WRITTEN INSTRUCTION
In the article on dinner theater below, what does the writer say dinner theater is normally associated with?

** Start PASSAGE PROVIDED **

Believe It or Not, Non-Cheesy Dinner Theater Is Having a Moment!

Pairing high drama with braised beef. And barbecue half-chicken. And veggie chili.

Photo courtesy of At The Illusionist's Table

Theater is a communal activity: You sit together, laugh together, sometimes even cry together. It’s like a family meal—minus the relatives and food. But a few shows now playing in New York combine the best of the stage and the kitchen. Sure, we normally associate dinner theater with tacky, last-century eateries off the interstate. But here’s a tasty handful of theatrical banquets that want you leaving the show with hearts and bellies equally full.

** End PASSAGE PROVIDED **
** Start DATASET EXCERPTS **

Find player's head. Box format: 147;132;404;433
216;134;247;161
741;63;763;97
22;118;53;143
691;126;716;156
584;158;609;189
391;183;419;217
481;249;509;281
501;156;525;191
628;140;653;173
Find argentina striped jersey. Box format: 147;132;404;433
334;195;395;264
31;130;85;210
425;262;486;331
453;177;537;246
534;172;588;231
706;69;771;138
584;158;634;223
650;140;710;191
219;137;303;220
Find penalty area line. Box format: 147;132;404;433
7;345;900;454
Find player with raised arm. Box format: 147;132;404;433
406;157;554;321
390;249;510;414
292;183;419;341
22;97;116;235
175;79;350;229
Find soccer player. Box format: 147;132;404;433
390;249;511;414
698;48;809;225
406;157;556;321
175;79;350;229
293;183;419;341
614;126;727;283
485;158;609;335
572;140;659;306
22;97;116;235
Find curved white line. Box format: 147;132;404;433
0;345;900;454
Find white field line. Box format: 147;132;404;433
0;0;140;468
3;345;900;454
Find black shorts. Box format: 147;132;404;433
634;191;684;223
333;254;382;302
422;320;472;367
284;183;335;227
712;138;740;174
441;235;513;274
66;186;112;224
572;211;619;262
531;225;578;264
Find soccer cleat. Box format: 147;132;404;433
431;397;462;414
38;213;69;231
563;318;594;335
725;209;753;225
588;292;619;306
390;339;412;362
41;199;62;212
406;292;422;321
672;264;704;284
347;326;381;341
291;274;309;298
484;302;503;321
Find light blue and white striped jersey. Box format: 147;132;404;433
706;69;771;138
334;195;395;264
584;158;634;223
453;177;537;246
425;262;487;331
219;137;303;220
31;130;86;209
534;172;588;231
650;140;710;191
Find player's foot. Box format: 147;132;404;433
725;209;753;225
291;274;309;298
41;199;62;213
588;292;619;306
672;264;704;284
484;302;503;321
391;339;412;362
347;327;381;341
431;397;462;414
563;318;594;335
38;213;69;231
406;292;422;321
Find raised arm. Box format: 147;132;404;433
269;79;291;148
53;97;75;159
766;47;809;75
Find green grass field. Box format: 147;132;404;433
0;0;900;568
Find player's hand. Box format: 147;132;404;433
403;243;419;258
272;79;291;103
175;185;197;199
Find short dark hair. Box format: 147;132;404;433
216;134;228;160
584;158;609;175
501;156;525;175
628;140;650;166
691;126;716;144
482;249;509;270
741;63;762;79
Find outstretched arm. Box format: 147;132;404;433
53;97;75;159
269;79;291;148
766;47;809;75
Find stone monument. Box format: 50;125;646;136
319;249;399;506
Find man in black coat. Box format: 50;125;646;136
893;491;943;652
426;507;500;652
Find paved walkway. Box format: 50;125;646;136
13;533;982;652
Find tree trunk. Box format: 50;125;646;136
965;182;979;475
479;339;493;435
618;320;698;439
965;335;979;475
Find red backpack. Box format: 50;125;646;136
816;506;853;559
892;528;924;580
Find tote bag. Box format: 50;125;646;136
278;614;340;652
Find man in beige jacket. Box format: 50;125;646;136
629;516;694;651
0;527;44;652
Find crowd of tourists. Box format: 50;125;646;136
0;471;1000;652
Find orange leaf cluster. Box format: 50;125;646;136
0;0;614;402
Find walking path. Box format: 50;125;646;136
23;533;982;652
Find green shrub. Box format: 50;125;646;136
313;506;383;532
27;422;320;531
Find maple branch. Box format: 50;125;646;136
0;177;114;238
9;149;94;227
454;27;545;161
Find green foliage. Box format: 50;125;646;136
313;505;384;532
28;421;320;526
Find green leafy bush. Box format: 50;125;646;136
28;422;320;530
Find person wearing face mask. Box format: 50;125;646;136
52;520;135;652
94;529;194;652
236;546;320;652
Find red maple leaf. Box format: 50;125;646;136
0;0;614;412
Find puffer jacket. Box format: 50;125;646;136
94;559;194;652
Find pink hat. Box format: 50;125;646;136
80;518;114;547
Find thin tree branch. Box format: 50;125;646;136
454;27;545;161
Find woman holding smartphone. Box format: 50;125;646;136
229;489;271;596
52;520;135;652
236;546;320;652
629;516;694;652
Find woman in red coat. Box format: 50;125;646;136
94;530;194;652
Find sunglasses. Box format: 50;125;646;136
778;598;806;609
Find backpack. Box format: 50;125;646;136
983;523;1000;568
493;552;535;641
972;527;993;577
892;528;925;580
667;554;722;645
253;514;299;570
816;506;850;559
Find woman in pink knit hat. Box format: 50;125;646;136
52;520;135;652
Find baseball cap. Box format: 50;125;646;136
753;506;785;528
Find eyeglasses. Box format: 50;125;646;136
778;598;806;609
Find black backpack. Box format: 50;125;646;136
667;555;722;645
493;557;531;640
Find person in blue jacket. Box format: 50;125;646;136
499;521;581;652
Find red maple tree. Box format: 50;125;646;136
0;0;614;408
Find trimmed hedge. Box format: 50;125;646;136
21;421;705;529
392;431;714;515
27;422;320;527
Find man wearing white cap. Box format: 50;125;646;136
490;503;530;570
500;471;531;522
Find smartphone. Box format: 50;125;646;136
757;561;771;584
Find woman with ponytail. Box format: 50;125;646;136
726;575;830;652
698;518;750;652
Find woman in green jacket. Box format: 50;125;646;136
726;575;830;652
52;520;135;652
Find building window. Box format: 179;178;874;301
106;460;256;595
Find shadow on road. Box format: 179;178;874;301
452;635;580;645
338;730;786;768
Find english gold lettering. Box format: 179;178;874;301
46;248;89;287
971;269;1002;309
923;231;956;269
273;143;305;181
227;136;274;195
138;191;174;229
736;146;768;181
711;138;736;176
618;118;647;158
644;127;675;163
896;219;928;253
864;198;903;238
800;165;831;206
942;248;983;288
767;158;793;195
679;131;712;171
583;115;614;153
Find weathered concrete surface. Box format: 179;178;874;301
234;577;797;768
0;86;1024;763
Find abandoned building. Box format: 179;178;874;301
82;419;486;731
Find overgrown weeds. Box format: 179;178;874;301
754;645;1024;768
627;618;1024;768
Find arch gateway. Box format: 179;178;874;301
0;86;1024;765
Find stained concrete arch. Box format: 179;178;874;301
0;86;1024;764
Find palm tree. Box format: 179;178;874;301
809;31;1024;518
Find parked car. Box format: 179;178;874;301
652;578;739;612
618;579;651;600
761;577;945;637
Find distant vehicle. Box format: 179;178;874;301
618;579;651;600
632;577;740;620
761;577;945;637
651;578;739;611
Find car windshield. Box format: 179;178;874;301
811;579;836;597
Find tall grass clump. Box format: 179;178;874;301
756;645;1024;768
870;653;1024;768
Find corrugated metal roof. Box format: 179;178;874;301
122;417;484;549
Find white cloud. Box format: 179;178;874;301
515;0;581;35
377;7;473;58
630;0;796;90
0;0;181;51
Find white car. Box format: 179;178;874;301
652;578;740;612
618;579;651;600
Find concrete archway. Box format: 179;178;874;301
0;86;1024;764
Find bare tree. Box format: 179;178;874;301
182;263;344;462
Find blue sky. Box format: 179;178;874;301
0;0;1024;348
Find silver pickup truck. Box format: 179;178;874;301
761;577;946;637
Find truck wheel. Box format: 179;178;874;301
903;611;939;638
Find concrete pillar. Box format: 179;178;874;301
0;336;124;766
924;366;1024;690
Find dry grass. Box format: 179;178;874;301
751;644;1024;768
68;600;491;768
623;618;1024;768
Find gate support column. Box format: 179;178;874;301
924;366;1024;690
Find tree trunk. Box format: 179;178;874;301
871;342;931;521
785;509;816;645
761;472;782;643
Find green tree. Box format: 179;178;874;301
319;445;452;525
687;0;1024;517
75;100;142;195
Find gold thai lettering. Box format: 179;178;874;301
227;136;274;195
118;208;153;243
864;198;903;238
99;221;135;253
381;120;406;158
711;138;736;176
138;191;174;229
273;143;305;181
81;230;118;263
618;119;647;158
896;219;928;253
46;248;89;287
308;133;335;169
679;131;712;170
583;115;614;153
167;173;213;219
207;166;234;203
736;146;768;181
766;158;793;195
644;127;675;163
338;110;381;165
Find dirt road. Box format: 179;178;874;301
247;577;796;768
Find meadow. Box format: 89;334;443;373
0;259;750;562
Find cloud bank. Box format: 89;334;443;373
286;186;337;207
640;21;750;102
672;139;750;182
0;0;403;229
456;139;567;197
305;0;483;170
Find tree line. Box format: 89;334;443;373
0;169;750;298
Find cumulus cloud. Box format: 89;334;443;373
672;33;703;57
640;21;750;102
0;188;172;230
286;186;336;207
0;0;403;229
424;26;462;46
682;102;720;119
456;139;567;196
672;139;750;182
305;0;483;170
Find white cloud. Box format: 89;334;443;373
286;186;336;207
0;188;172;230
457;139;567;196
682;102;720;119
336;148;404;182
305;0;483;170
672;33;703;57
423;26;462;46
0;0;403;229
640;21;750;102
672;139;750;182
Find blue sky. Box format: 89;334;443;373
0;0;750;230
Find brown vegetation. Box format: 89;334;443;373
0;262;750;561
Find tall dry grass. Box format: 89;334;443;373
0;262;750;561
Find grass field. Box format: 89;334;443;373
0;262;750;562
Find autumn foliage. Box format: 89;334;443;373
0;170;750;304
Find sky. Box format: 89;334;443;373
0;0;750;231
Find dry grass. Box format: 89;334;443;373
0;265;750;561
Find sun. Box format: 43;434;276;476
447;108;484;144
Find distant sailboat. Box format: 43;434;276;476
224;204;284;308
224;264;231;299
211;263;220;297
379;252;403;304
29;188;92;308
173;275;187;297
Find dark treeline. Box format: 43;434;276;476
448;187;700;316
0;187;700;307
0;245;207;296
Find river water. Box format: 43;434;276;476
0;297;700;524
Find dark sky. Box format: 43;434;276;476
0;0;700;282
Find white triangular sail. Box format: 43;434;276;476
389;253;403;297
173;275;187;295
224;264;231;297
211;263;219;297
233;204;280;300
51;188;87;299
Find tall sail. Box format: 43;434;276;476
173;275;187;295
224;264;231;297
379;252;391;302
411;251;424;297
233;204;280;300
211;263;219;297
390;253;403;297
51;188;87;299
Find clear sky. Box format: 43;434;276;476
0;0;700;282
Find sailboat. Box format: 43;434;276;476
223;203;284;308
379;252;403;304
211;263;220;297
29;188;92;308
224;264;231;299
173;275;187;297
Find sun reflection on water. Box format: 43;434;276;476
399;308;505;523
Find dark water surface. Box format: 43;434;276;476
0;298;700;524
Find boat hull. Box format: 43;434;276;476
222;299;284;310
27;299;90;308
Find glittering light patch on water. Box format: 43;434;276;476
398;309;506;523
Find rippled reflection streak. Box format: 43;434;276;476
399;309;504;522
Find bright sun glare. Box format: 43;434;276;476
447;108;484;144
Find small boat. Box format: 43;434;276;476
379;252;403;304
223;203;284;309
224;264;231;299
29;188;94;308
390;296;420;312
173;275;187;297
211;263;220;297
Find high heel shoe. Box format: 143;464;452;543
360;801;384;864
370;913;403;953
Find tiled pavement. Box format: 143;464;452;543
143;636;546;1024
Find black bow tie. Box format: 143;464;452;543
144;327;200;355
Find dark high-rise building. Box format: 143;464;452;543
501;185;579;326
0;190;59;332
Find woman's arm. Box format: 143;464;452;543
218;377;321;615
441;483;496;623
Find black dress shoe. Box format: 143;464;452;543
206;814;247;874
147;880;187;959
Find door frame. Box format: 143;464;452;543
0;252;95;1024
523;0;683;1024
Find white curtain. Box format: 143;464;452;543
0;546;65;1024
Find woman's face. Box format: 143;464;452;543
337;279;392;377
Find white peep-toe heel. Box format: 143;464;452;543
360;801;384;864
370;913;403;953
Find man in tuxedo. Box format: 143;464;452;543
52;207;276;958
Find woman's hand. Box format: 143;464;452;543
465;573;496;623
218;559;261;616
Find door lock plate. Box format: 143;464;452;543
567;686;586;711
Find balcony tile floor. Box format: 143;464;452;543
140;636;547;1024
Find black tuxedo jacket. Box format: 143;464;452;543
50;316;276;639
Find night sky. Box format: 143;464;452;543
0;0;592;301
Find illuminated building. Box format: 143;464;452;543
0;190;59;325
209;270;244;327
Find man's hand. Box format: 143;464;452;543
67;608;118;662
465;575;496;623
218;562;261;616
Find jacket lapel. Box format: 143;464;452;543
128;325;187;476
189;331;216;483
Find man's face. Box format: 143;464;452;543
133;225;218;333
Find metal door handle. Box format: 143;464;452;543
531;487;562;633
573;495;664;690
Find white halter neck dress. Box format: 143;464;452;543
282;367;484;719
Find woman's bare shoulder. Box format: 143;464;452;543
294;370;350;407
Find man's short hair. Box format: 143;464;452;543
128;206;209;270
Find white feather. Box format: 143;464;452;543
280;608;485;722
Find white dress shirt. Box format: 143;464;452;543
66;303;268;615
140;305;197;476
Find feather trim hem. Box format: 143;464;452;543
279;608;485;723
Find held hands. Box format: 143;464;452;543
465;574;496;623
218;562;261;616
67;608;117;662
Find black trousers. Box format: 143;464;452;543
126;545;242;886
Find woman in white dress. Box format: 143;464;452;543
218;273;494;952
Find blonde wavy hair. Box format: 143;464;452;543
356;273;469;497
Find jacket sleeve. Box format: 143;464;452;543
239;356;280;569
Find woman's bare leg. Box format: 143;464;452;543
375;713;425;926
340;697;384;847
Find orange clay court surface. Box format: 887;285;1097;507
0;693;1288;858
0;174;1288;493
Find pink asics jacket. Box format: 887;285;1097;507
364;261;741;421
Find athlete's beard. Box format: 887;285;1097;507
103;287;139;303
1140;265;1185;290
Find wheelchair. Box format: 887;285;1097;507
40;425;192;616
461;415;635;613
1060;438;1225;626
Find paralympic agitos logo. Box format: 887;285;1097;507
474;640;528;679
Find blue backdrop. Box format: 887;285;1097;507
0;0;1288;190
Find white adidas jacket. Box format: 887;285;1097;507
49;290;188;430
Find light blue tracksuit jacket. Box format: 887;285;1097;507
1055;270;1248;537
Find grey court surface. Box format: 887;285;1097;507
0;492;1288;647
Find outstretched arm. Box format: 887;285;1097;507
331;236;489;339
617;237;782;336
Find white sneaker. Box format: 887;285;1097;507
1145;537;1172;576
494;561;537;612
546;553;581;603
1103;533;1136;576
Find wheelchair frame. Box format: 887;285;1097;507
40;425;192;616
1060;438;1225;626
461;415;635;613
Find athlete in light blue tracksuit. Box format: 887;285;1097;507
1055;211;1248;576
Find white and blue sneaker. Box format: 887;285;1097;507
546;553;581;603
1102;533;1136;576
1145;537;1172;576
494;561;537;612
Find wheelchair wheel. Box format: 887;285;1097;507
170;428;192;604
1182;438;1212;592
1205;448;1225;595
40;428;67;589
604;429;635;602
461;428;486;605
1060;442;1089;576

** End DATASET EXCERPTS **

WRITTEN SOLUTION
Tacky, last-century eateries off the interstate.